(Görev 1):
Listede "Practice. Locate the deck" ifadesini içeren satırdan başlayıp listenin sonuna kadar olan satırları, "folding chair" yerine "camping chair" yazarak değiştirin; geri kalan her şey aynı kalsın ve yalnızca bu satırları verin.

(Sayfa metni):
Tamamı Medine-i münevvere’de nâzil olan bu mübarek Sûre-i celîle; on sekiz Âyet-i kerime, iki yüz kırk bir kelime ve bin yetmiş harften meydana gelmiştir.
İsmi 9. Âyet-i kerime’den alınmıştır. Dünyada iken kimlerin aldandığı, kimlerin de aldattığı ve aldatıldığı, kâr ve zararın belli olacağı kıyamet günü ortaya çıkarılacağı anlatıldığı için “Sûre-i Teğâbün” denilmiştir.
Tesbihle başladıkları için “Müsebbihât” denilen beş sûre-i şerif’in sonuncusudur.
Sûre-i şerif’in fazileti hakkında Ashâb-ı kiram’dan İrbâd bin Sâriye -radiyallahu anh- şöyle söylemiştir:
“Peygamber -sallallahu aleyhi ve sellem- yatıp uyumadan önce Müsebbihât’ı (Hadîd, Haşr, Saf, Cum’a ve Teğabün sûrelerini) okur ve bunlarda bin âyetten daha faziletli bir âyetin bulunduğunu söylerdi.” (Ebu Dâvud - Tirmizî)
Hadîd, Haşr, Saff, Cum’a sûre-i şerif’inde olduğu gibi, bu mübârek Sûre-i celîle de, göklerde ve yerdekilerin hepsinin Allah-u Teâlâ’yı tesbih ettiğine dair beyan ile başlamaktadır.
İlk dört Âyet-i kerime’de bütün insanlara hitap etmekte; Allah-u Teâlâ’nın azamet ve yüceliğinin, kuvvet ve kudretinin tezahürleri anlatılmakta, inanan müminlerin ve inanmayan kâfirlerin durumları belirtilmektedir.
Akabinde hitap kâfirlere çevrilmekte; onuncu Âyet-i kerime’ye kadar geçmiş kavimlerin azaplarından bahsedilmekte ve başlarına gelen felâketlerin Hakk’ı yalanlayıp peygamberlere muhalefet etmek olduğu açıklanarak inkârcılar uyarılmaktadır.
Daha sonra da Allah-u Teâlâ iman edenlere hitap ederek bazı öğüt ve ikazlarda bulunmaktadır.
Şöyle ki;
Kâinatın ve insanın başına gelen her musibet O’nun emri ve izniyle olmaktadır. Müminler her türlü zor şartlarda bile olsa sebat göstermelidirler.
İman edildikten sonra Allah-u Teâlâ’ya ve Resulullah Aleyhisselâm’a itaat edilmesi zaruridir. İtaatten yüz çeviren kimseler, başlarına gelebilecek her türlü zararı kabullenmiş demektir.
Müminlerin malları, eşleri ve çocukları birer imtihan sebebidir. Bunun içindir ki Allah-u Teâlâ’ya gönülden sığınmaları, güçleri yettiği nisbette Allah korkusu içinde ömürlerini geçirmeye gayret göstermeleri gerekmektedir.

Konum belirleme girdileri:

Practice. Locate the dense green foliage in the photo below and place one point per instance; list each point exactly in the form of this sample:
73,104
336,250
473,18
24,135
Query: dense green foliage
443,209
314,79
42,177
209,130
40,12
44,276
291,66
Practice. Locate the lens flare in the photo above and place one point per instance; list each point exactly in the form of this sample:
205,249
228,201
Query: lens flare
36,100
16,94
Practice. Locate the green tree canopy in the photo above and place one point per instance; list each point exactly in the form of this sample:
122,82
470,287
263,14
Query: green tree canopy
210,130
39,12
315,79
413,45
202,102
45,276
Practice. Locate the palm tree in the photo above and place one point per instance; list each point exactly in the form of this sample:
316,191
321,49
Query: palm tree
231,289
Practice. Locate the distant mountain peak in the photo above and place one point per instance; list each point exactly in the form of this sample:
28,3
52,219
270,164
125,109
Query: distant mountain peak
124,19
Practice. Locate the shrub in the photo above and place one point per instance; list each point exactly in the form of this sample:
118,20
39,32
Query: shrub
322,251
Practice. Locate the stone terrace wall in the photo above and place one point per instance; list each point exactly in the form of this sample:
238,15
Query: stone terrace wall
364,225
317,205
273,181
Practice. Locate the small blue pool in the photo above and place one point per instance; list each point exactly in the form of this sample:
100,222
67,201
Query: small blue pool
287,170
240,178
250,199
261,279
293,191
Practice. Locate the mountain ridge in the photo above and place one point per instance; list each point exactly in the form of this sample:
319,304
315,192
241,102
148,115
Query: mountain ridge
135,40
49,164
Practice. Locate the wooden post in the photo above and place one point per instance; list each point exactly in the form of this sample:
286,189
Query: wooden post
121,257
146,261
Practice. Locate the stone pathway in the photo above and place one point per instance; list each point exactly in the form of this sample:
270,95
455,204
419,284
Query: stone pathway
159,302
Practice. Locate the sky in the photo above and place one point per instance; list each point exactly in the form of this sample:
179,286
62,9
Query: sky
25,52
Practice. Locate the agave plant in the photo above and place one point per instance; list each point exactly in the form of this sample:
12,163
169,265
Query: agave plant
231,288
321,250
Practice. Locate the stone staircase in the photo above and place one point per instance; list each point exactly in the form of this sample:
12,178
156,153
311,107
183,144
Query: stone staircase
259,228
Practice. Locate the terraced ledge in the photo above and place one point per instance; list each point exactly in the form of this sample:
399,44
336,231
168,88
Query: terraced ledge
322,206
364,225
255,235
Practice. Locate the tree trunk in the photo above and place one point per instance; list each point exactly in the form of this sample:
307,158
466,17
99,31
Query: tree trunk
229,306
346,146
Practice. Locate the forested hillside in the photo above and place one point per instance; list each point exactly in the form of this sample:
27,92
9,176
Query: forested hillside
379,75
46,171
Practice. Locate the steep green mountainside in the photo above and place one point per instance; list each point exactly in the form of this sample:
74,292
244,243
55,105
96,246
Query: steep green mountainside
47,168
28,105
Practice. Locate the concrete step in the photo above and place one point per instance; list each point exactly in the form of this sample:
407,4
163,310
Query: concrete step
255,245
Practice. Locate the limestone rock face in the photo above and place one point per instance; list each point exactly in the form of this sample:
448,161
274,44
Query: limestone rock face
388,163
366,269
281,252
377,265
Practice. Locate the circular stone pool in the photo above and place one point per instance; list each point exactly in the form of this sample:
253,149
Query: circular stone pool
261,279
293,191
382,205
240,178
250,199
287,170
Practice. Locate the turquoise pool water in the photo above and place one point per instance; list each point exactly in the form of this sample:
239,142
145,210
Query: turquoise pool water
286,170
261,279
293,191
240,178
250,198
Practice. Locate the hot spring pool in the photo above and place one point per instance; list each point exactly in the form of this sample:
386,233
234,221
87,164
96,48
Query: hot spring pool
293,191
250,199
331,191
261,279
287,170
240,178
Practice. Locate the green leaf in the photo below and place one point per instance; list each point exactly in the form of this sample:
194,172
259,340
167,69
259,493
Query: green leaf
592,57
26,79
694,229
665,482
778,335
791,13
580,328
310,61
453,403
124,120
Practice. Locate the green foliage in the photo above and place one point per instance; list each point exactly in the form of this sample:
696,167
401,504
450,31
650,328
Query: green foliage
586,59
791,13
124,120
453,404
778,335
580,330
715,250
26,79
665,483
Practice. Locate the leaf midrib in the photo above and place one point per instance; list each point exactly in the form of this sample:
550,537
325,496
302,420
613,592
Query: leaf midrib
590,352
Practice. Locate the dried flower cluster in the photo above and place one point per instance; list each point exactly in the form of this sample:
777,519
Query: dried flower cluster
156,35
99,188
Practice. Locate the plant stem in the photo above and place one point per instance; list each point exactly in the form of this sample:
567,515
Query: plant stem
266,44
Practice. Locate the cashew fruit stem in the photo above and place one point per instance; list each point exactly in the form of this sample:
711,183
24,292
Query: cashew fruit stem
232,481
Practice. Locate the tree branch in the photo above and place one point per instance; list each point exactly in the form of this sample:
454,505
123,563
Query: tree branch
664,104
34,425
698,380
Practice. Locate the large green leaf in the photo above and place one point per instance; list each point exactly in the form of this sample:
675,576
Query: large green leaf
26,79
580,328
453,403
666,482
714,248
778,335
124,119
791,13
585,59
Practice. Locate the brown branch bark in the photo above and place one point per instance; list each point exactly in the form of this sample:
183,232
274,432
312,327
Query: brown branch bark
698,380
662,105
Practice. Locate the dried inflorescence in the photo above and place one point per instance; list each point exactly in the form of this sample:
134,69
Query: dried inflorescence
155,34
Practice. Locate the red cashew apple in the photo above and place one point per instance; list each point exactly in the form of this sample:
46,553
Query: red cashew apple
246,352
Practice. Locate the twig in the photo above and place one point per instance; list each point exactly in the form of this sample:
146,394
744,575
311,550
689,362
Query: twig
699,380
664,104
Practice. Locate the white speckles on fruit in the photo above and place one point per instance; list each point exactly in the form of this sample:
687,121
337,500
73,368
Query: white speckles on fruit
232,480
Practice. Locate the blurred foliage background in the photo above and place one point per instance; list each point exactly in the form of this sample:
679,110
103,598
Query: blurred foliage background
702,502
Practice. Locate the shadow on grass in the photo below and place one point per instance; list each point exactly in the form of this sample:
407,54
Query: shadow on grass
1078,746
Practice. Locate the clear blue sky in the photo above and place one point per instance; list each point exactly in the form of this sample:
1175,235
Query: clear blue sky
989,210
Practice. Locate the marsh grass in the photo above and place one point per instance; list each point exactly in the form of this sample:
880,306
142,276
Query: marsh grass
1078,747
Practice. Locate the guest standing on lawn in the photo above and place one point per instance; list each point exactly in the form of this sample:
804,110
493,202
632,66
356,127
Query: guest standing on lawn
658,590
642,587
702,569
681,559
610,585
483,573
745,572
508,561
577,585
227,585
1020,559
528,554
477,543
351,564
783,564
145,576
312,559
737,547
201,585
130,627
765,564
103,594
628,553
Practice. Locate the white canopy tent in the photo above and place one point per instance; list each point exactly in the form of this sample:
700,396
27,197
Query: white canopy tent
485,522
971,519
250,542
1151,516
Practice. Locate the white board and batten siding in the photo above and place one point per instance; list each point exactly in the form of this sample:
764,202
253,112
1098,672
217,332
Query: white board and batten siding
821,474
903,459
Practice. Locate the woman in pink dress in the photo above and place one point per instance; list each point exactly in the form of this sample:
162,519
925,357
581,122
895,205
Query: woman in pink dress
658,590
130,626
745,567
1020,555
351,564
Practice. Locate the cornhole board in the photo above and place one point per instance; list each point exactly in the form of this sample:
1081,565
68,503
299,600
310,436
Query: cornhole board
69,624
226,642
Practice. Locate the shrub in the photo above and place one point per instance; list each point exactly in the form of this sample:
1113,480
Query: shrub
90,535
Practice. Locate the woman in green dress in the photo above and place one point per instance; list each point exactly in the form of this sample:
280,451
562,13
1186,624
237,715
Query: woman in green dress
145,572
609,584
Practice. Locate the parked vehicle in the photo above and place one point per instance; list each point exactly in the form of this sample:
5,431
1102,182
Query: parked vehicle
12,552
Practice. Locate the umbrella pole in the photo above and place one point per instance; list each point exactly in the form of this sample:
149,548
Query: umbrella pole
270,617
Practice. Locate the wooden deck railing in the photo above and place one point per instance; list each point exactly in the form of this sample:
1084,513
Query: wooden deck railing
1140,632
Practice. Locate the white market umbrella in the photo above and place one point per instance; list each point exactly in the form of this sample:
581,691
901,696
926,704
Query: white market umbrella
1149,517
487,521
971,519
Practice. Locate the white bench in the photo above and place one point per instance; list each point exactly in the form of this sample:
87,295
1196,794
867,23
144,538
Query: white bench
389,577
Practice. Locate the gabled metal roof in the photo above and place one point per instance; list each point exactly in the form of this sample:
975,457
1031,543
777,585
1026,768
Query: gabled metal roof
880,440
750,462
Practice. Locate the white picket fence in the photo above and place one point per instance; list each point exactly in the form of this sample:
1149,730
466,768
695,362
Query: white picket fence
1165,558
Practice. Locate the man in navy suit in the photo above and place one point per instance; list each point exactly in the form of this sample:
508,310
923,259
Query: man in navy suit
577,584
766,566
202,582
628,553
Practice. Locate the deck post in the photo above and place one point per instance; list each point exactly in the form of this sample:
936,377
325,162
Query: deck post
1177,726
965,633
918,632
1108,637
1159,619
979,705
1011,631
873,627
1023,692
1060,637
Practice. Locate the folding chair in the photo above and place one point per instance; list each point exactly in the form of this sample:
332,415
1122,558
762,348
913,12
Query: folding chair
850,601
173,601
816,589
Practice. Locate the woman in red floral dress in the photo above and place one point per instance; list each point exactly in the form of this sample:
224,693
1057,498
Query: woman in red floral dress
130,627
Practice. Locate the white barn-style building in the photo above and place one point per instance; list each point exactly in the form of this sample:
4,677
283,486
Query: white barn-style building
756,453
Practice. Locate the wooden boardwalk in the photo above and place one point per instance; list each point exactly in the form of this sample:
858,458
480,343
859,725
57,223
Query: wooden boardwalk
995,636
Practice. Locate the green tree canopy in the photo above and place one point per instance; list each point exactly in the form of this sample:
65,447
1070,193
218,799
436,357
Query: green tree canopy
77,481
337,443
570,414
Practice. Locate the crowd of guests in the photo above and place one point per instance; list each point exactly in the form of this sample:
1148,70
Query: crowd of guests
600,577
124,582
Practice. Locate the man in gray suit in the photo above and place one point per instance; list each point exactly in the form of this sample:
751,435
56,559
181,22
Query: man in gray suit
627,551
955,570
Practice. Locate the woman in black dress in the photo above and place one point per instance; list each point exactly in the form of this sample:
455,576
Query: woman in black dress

(Görev 2):
Sayfa metnine göre bu sûre kaç âyet-i kerime, kaç kelime ve kaç harften meydana gelmiştir?

(Tamamlanmış cevap 1):
Practice. Locate the deck post in the photo above and place one point per instance; list each point exactly in the form of this sample:
936,377
325,162
Query: deck post
1177,726
965,633
918,632
1108,637
1159,619
979,705
1011,631
873,627
1023,692
1060,637
Practice. Locate the camping chair in the photo above and place one point per instance; list each point exactly in the form of this sample:
332,415
1122,558
762,348
913,12
Query: camping chair
850,601
173,601
816,589
Practice. Locate the woman in red floral dress in the photo above and place one point per instance; list each point exactly in the form of this sample:
224,693
1057,498
Query: woman in red floral dress
130,627
Practice. Locate the white barn-style building in the photo above and place one point per instance; list each point exactly in the form of this sample:
4,677
283,486
Query: white barn-style building
756,453
Practice. Locate the wooden boardwalk in the photo above and place one point per instance; list each point exactly in the form of this sample:
858,458
480,343
859,725
57,223
Query: wooden boardwalk
995,636
Practice. Locate the green tree canopy in the photo above and place one point per instance; list each point exactly in the form of this sample:
65,447
1070,193
218,799
436,357
Query: green tree canopy
77,481
337,443
570,414
Practice. Locate the crowd of guests in the photo above and place one point per instance; list each point exactly in the form of this sample:
1148,70
Query: crowd of guests
600,577
124,582
Practice. Locate the man in gray suit in the photo above and place one point per instance; list each point exactly in the form of this sample:
751,435
56,559
181,22
Query: man in gray suit
627,551
955,570
Practice. Locate the woman in black dress in the photo above and place one point per instance; list each point exactly in the form of this sample:
455,576
Query: woman in black dress

(Tamamlanmış cevap 2):
On sekiz âyet-i kerime, iki yüz kırk bir kelime ve bin yetmiş harften.